What to do:
Copy the items below, replacing "supply" with "give" wherever it occurs and leaving everything else unchanged. Omit the pictures from your copy.

Records to process:

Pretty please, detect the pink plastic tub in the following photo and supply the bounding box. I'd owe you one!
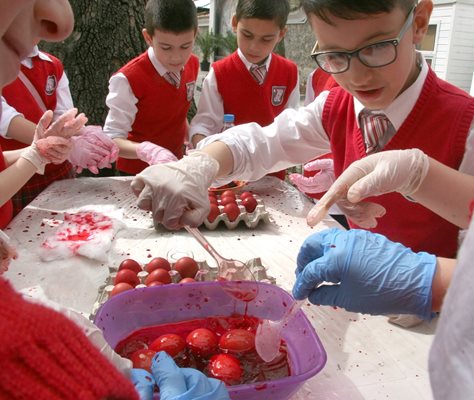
[95,282,326,400]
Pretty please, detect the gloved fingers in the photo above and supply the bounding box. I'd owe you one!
[45,108,83,138]
[176,368,229,400]
[130,176,146,198]
[289,172,333,193]
[0,230,18,275]
[61,113,88,137]
[87,165,99,175]
[151,351,188,400]
[129,368,155,400]
[306,181,347,226]
[293,256,340,300]
[337,200,387,229]
[303,158,334,172]
[137,185,154,214]
[180,206,210,228]
[295,232,324,276]
[308,285,342,311]
[33,110,53,142]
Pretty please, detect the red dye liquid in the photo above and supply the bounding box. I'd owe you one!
[115,315,291,385]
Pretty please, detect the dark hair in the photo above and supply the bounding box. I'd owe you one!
[301,0,417,24]
[145,0,198,36]
[235,0,290,29]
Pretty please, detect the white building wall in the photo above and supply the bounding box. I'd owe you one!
[430,4,454,80]
[446,2,474,92]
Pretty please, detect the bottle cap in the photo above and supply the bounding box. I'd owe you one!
[224,114,235,122]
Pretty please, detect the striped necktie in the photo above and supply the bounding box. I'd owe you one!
[250,64,267,85]
[164,71,181,88]
[360,111,394,154]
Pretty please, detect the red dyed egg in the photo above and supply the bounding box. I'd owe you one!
[145,268,171,286]
[209,354,243,385]
[114,269,140,287]
[145,257,171,273]
[242,197,258,212]
[186,328,218,357]
[119,258,142,274]
[173,257,199,278]
[219,329,255,354]
[150,333,186,357]
[224,203,240,222]
[110,282,133,297]
[130,349,156,372]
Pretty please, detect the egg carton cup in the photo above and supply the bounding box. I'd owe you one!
[203,195,270,230]
[90,257,276,320]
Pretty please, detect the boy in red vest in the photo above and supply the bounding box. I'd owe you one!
[189,0,300,179]
[132,0,474,257]
[0,46,115,215]
[104,0,199,175]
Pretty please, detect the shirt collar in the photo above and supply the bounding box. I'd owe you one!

In response:
Pretty please, detect the pink plastic tub in the following photo and give the bounding box. I'd owe you one!
[95,282,326,400]
Pretty please, detect the gloved fingers in the photo above and give the bounding box. I'd owe you one!
[45,108,83,138]
[176,368,229,400]
[130,176,146,198]
[289,172,333,193]
[0,230,18,275]
[61,113,88,137]
[87,165,99,175]
[151,351,188,400]
[129,368,155,400]
[306,181,347,226]
[293,256,340,300]
[337,200,387,229]
[303,158,334,172]
[137,185,154,214]
[180,206,210,228]
[295,232,324,276]
[308,285,342,311]
[33,110,53,142]
Pretty please, detect the red dye liquid in the photo above and give the bounding box. I'd owe you one!
[115,315,291,385]
Pretty please, detect the dark hair in the photo above and give the bounding box. I'd owe you one!
[301,0,417,24]
[145,0,198,36]
[235,0,290,29]
Pretty please, detect the white building wall in the photo above and give the bounding box. I'd owe you one!
[430,4,454,80]
[446,2,474,92]
Pretty please, detect the bottle cap in the photo above and give the bounding box. I'd owe you one!
[224,114,235,122]
Pretty please, detect the striped necktie in the photo above and give the bounding box. I'd owe you one!
[250,64,267,85]
[164,71,181,88]
[360,111,394,154]
Pretty please, detect the red dyed egg in the photo above and give the bounding box. I'd owe you one!
[145,268,171,286]
[209,354,243,385]
[114,269,140,287]
[145,257,171,273]
[242,197,258,212]
[186,328,218,357]
[119,258,142,274]
[173,257,199,278]
[219,329,255,354]
[150,333,186,357]
[224,203,240,222]
[110,282,133,297]
[130,349,156,372]
Pretty please, detect the egg carton cup in the photo above and give the bounding box. I'd owe you one!
[203,195,270,230]
[90,257,276,320]
Pretty please, detect the boy in red vest in the photo above and give the bounding box. I'd owe you one!
[189,0,300,179]
[132,0,474,257]
[0,46,115,215]
[104,0,199,175]
Pretty please, detect the shirt collar in the photo above and give the bounding box. I'd owe you one!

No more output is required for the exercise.